**Exercise task:** Copy each of the following lines word for word, without changing anything.

____________

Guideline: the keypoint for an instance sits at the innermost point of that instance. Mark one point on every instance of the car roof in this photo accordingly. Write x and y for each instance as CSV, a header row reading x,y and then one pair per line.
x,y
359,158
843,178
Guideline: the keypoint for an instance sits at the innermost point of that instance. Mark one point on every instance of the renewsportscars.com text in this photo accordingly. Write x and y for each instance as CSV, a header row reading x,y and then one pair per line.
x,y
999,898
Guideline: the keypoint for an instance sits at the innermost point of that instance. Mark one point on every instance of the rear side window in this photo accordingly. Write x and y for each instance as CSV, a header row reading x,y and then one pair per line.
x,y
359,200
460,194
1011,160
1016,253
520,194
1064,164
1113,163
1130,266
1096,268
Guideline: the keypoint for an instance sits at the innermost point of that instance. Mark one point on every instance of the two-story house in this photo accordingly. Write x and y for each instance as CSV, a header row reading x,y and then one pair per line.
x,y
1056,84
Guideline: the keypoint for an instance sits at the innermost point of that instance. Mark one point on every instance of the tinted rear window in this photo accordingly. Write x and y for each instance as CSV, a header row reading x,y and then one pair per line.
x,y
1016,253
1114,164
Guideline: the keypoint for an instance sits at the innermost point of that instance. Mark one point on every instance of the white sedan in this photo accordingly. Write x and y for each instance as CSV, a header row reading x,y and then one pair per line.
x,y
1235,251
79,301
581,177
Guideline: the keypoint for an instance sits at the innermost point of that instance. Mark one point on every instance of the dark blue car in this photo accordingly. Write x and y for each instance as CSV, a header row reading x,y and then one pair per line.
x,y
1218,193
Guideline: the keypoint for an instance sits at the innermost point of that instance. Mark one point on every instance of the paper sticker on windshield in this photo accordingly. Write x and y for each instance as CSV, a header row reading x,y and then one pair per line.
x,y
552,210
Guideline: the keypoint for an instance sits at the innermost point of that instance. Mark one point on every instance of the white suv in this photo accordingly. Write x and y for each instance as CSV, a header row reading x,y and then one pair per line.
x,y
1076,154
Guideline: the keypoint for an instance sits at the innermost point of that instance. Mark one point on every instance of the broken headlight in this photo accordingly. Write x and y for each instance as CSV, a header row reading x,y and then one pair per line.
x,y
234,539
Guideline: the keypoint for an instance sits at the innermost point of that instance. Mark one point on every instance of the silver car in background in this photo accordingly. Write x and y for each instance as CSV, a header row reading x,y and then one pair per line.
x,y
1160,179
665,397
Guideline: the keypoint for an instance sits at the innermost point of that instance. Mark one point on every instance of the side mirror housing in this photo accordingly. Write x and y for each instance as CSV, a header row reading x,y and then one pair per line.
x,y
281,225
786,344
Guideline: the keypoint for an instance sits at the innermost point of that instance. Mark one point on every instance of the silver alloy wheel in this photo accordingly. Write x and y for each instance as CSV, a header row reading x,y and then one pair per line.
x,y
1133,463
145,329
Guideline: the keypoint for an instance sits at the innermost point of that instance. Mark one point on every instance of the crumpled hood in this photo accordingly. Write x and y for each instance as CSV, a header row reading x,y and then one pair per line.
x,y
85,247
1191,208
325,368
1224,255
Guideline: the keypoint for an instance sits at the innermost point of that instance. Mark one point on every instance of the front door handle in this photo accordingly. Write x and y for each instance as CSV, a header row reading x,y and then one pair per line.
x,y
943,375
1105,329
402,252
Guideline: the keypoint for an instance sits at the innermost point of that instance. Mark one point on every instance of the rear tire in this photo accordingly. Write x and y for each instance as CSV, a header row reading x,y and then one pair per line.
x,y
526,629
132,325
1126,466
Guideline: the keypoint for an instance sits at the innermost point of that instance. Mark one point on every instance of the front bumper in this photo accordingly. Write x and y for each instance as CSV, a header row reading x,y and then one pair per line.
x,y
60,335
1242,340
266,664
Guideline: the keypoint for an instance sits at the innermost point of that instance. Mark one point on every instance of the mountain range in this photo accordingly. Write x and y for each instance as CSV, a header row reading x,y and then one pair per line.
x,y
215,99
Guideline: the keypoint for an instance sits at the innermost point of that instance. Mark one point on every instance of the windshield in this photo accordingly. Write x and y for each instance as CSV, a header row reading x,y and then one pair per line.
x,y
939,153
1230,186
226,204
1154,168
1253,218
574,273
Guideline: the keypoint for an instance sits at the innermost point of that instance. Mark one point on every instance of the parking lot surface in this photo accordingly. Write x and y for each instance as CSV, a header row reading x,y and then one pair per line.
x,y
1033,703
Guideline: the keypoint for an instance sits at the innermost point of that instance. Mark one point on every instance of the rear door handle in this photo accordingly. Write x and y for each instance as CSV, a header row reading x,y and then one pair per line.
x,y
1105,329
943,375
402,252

____________

**Written answer:**
Guideline: the keypoint for an instance sits at the innermost point of that instance. Mark one point on every instance of the car roof in this photo accordingly. Write x and y for each instance as CSV, a header row reading x,y and then one pair per line.
x,y
359,158
843,178
Guideline: the keypoint for an instance sits at the innermost point of that instance. Mark one point on every instance of the renewsportscars.com text in this photo accordingly. Write x and y for each instance as CSV, a header row reading x,y and then one pair per line.
x,y
999,898
Guideline: the keypoint for an instance sits at the innermost point of that instance. Mark one point on every instance of the rear side window in this photo accordingly. Write x and y for each instance as CSV, a header row reading x,y and then one pair per line.
x,y
359,200
460,194
1011,160
1016,253
520,194
1064,164
1113,163
1130,266
1096,268
Guideline: the keypoint for an instance sits at the innermost point of that instance. Mark one point on every instance of the two-story house in this photo accordingly. Write x and y for each instance as CSV, a header row reading x,y and then one pair per line.
x,y
1056,84
Guideline: the keypoint for an instance sits at the innermost point of that instance. Mark one point on every instance of the tinted rear window in this photo accordingly. Write x and y for each instance as CSV, a header row reading x,y and then one pair per line.
x,y
1016,253
1114,164
Guideline: the keypoint for an instance sits at the innermost point of that instance. Mark one point on every instance of the white sedan in this photo accordingly. Write x and y for each instance as CSV, a header row reading x,y and then one pair per line.
x,y
1235,251
79,301
581,177
Guideline: the keypoint for an instance sits at the innermost point of that instance. Mark one point on every instance of the dark blue car in this photo accordingly. Write x and y for each instance as CSV, a header row reading x,y and then one pair per line.
x,y
1218,193
Guideline: the keypoint for an instance sits at the innermost point of that instance. Mark one point on every instance of the paper sticker on windshield in this photo accordingly. Write x and y for each instance as CSV, a header row reading x,y and then one pair per line.
x,y
552,210
Guideline: the keypoint for an instance sits at the innermost point of that instance. Mark one point on every instance of the white suv in this photo accordingly. Write x and y for each instance as CSV, a header row reading x,y and then one pair per line.
x,y
1076,154
Guideline: the keypoint for an instance sits at the innermost point of that instance. Mark one point on every instance of the broken headlight in this photo accordingly. Write x and y for each instance as CSV, a header row reading x,y and then one pair per line.
x,y
234,539
Guideline: the keypoint for an instance sits at the innermost point of that instance. Mark one point on every instance of the silver car in background in this photo accordingly. Write x and y for each instance as CSV, a header row reading x,y and then one pair per line.
x,y
1160,179
665,397
Guideline: the keypoint for an instance sits at the innermost point of that instance. Mark one point on every instance of the side mirror housing in this photo accordingly. Write x and y for each instance as CSV, a header row reading x,y and then one pair per line.
x,y
281,225
786,344
Guideline: the keypoint for an instance sits at the innermost point of that instance. Mark one point on every instance of the silver alloy wheel in this photo accordingly. Write x and y for each instance as CSV, a header row reading x,y and then one pair per line.
x,y
1133,463
145,329
Guideline: the keypoint for an instance sits at the innermost point of that instance. Mark one point on every instance of the crumpled hood in this photo accordingly. Write x and y for each instance as CSV, a header row reading x,y and then one pair per line.
x,y
85,247
1191,208
325,368
1224,255
Guideline: the keypoint for an instance sits at the innermost point of that instance. Mark one point on every instance of the front door handle in this photo accordingly. Write x and y for each instance as CSV, a header row reading x,y and then one pair per line.
x,y
943,375
1105,329
402,252
Guideline: the keypoint for an instance sits at the innermost point of that instance. Mark one point on every instance of the rear tire in this photo accordingly. Write x and y for each instance as CSV, a header row reading x,y and then one pair per line.
x,y
526,629
132,325
1126,466
Guideline: the keypoint for an instance sits at the innermost point of that instance. Mark one point on every instance of the front bumper in this photo accordingly. Write x and y for each instance as CSV, a header row reading x,y and then one pair per line.
x,y
60,335
1242,340
266,664
Guideline: the keypoint for an instance sits at the innermost point of that instance. Mark one point on every instance of the mountain range in this photo accordingly. Write x and y for each instance as CSV, a header row reading x,y and then one pair per line.
x,y
215,99
Guideline: the keypoint for an instance sits at the innermost point of that instance. Mark one point on every instance of the windshield in this photo accordingly. Write x and y for each instance as CSV, a header row reading x,y and then one pair per line.
x,y
939,153
1230,186
226,204
1154,168
1253,218
574,273
Guideline: the keypoint for an instance sits at the innermost point of that instance. Mark one point on every instance of the parking lot surface in this photo accordingly. Write x and y for each instance as CSV, a header row reading x,y and then one pair per line.
x,y
1033,703
Guideline: the keypoint for an instance sits at the innermost point of that instance. Mark one point on every instance of the rear door handle in this photo accordingly. Write x and y for each instance as CSV, a header row reading x,y and then one pair per line.
x,y
1105,329
943,375
402,252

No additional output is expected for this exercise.